- The Washington Times - Sunday, June 4, 2017

The Kentucky lawyer who led one of the biggest Social Security frauds in history removed his electronic monitoring device and appears to be on the run, the FBI said late Saturday, writing the latest chapter in a bizarre soap opera that’s embarrassed the government and left hundreds of people struggling.

Eric C. Conn pleaded guilty just months ago to bilking the government out of potentially $550 million in bogus Social Security disability cases.

He had been free on a $1.25 million bond since 2016, and had insisted to a federal judge that he was not a flight risk, even though authorities said he had repeatedly told his employees he had money stashed overseas and would flee to Ecuador or Cuba if he ever ended up legal trouble.

On Saturday the FBI said the court has now issued an arrest warrant for Conn.

“In violation of bond, Mr. Conn removed his electronic monitoring device and his whereabouts is currently unknown,” the FBI said.

The FBI said anyone with information about Conn’s location should contact the FBI in Louisville at 502/263-6000.

● ● ● ●

[Exercise tasks]
1. According to the article about Eric C. Conn, how large was the bond he had been free on since 2016?
2. Can you put this sentence from the Conn article into Spanish: "On Saturday the FBI said the court has now issued an arrest warrant for Conn."
3. Carry on the news article about Eric C. Conn's disappearance from its last sentence.
Nothing in the material that comes after this article about Eric C. Conn is needed here.

[Supplied data]
● ● ● ●

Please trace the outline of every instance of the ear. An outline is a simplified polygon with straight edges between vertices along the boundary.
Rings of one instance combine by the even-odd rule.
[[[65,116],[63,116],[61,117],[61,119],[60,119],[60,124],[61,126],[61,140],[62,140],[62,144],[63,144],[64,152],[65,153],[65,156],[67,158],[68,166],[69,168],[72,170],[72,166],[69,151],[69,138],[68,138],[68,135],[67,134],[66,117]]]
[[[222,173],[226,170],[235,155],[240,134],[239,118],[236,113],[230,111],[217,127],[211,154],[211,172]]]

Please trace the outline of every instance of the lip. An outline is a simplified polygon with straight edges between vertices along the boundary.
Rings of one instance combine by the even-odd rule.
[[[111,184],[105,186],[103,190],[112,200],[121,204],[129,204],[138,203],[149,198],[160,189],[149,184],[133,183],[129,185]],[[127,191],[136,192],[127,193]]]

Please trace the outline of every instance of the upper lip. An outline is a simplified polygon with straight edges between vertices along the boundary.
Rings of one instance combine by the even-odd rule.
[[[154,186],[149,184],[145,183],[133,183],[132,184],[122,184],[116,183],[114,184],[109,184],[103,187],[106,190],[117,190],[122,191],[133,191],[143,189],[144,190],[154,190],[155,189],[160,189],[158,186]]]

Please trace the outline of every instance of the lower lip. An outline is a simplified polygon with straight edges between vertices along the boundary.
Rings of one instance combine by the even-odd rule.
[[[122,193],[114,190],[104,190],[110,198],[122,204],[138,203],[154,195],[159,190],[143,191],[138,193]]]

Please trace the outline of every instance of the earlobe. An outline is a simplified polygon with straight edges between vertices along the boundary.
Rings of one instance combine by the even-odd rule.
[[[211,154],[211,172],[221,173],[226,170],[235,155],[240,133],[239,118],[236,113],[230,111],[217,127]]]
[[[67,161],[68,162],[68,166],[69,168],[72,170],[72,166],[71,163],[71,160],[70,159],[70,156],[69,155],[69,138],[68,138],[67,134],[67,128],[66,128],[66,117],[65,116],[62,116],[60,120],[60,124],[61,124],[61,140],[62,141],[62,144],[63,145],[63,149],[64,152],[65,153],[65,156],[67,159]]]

● ● ● ●

[Results in order]
1. A $1.25 million bond.

2. El sábado, el FBI dijo que el tribunal ha emitido ahora una orden de arresto contra Conn.

3.
Conn was awaiting sentencing next month for his role in the disability scheme, in which he kept a stable of doctors prepared to write false medical reports, and paid off a Social Security administrative law judge to approve the applications with no questions asked, according to his plea agreement.

All told, nearly 1,750 bogus cases were approved in the scheme, which netted Conn and his associates nearly $6 million.

“I’m very concerned for Eric,” said Scott White, Conn’s lawyer, in a statement to The Washington Times. “It’s a defense attorney’s worst nightmare as not only has he placed himself at very real risk, but law enforcement and the public.

“It’s tragic because by accepting responsibility and being willing to testify he had the opportunity to restart his life,” Mr. White said. “Just very sad and we pray he snaps out of it and turns himself in. It’s not too late to fix this if he does.”

Conn was expected to testify against Alfred B. Adkins, a psychologist who would rubber-stamp the disability application medical reports that Conn would then send to the administrative law judge, David B. Daugherty.

Daugherty pleaded guilty last month and is also awaiting sentencing.

Conn was well known throughout eastern Kentucky and West Virginia, where he called himself “Mr. Social Security” and promised an uncanny ability to win disability benefits for his clients. He even had a crew of “Conn Hotties,” young women he dispatched to community events in skin-tight T-shirts that advertised his law firm and its phone number, 1-800-232-HURT.

After the scheme was reported in The Wall Street Journal in 2011, Conn began to destroy documents detailing the fraud, and even had one of his law firm employees falsify a video to try to get a whistleblower fired by discrediting her, according to court documents.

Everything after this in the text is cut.